Copy every line from the one containing "Target: white shirt" through the last line of the records below, both included, and nothing else.

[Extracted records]
────────────────
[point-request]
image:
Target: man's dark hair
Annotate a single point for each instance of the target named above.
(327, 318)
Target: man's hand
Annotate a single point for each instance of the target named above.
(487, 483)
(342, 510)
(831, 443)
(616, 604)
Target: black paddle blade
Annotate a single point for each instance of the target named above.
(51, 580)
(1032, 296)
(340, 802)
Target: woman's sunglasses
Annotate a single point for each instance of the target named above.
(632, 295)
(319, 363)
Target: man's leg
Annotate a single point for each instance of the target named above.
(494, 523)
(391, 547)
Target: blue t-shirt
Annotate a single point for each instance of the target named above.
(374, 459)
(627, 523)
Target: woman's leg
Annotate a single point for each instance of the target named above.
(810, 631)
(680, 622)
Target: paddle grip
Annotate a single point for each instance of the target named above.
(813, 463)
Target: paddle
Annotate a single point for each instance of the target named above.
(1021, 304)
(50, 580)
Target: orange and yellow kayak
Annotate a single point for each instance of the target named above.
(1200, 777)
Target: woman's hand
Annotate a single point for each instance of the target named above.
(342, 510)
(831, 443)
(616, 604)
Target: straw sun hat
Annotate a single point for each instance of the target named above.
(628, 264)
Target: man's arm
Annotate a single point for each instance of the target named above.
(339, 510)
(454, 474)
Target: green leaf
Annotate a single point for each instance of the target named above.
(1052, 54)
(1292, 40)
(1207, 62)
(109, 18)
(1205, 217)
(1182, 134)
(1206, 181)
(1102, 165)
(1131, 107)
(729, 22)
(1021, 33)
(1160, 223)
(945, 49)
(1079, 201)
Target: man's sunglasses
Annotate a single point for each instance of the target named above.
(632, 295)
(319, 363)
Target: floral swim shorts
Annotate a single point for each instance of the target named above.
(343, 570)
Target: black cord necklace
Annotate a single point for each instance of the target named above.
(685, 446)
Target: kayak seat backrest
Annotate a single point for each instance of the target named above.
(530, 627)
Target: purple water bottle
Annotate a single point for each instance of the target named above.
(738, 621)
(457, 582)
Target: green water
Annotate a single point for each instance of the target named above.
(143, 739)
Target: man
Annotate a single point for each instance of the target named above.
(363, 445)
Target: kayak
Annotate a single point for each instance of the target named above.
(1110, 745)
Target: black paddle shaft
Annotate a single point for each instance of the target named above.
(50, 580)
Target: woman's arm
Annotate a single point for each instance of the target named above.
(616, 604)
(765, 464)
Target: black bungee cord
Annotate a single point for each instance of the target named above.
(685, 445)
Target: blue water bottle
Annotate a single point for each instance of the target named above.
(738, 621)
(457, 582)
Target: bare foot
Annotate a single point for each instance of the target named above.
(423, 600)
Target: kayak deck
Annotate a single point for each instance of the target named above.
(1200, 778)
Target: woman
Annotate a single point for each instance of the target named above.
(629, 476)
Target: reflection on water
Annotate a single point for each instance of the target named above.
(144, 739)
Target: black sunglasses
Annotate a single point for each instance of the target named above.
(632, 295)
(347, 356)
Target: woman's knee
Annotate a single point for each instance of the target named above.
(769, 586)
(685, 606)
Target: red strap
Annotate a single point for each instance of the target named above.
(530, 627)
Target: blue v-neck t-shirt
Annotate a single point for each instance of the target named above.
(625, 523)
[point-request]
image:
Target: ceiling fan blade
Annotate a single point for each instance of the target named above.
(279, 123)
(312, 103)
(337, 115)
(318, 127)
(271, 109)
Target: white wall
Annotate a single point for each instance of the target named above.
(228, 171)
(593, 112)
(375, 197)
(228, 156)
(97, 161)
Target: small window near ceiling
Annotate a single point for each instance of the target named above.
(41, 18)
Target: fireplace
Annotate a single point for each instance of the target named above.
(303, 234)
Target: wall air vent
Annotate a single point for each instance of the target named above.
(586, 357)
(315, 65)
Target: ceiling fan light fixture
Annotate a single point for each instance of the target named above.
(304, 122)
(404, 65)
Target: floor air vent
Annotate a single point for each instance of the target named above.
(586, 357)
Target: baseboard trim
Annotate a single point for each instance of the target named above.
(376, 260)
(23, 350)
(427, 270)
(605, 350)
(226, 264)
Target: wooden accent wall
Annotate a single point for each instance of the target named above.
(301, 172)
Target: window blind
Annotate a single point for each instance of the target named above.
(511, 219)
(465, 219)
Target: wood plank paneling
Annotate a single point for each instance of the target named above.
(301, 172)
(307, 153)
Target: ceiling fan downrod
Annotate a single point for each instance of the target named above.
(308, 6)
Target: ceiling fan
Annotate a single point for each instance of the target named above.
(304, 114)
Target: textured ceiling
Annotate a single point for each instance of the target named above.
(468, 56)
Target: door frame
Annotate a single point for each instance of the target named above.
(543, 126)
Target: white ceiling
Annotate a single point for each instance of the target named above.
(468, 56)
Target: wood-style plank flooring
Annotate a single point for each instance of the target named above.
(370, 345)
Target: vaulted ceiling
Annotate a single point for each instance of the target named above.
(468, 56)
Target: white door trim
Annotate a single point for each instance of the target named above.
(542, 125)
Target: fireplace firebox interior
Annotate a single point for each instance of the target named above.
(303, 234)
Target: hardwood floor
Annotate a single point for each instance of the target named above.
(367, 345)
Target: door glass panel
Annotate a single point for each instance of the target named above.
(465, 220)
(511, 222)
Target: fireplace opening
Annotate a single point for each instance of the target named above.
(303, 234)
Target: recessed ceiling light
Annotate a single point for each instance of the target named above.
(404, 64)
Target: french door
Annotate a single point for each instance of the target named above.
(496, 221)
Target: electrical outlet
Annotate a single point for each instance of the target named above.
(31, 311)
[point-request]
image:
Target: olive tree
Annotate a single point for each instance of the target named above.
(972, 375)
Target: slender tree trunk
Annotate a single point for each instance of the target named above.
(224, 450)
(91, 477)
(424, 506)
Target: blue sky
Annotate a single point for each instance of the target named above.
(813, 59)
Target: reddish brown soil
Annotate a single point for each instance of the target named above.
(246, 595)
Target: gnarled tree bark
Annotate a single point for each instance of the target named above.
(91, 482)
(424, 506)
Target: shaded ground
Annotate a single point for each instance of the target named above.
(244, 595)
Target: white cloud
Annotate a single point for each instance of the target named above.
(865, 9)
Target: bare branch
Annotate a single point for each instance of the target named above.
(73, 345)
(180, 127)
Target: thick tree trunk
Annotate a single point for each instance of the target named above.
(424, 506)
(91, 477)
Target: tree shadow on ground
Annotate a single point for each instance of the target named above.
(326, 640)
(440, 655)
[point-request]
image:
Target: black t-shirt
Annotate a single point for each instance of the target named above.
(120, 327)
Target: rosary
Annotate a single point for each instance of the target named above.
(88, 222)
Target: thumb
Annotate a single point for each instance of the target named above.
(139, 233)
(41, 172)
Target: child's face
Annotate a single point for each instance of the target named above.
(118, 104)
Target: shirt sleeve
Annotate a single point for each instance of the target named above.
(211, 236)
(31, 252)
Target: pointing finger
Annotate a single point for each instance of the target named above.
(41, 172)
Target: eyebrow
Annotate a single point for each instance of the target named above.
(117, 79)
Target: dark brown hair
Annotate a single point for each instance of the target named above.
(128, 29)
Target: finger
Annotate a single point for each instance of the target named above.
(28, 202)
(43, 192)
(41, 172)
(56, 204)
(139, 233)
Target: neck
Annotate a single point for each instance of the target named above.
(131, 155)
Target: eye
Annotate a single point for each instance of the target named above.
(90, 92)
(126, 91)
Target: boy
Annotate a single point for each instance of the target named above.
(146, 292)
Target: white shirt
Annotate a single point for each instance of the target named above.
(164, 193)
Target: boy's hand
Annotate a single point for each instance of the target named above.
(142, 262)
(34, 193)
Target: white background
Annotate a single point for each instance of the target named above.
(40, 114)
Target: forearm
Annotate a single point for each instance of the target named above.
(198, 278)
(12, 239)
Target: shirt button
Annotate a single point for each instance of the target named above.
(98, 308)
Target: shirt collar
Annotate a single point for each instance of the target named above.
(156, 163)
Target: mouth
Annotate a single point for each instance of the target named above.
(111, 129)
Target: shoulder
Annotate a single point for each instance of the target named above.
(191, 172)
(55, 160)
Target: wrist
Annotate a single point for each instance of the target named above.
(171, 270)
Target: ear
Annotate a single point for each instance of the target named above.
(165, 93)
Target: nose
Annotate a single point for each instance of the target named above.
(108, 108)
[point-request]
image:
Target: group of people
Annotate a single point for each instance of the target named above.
────────────────
WRITTEN ANSWER:
Target: white shirt
Annotate a single point for each instance of the target named above.
(164, 193)
Target: boy's hand
Annotate a single point for each instance of the target named above.
(142, 262)
(34, 193)
Target: white background
Annotate a single point for each instance of the target named above.
(40, 114)
Target: forearm
Annotate a single point for each instance of the target named above.
(198, 278)
(12, 239)
Target: shirt button
Annotate a single point for each instance of the target named above.
(98, 308)
Target: shirt collar
Annotate a single point for each instance of the target named above.
(156, 163)
Target: mouth
Annotate a single point for each instance of the target named above.
(111, 129)
Target: shoulder
Annotate a single point for each instance of the target named above.
(191, 172)
(55, 160)
Target: wrist
Annotate a single point for each instance of the target named above.
(171, 270)
Target: ear
Annotate a single point for each instance of the target named above.
(165, 93)
Target: nose
Annotate a single point for each instance of the target named above.
(108, 108)
[point-request]
image:
Target: group of people
Annotate a single point for each instance of the target named above.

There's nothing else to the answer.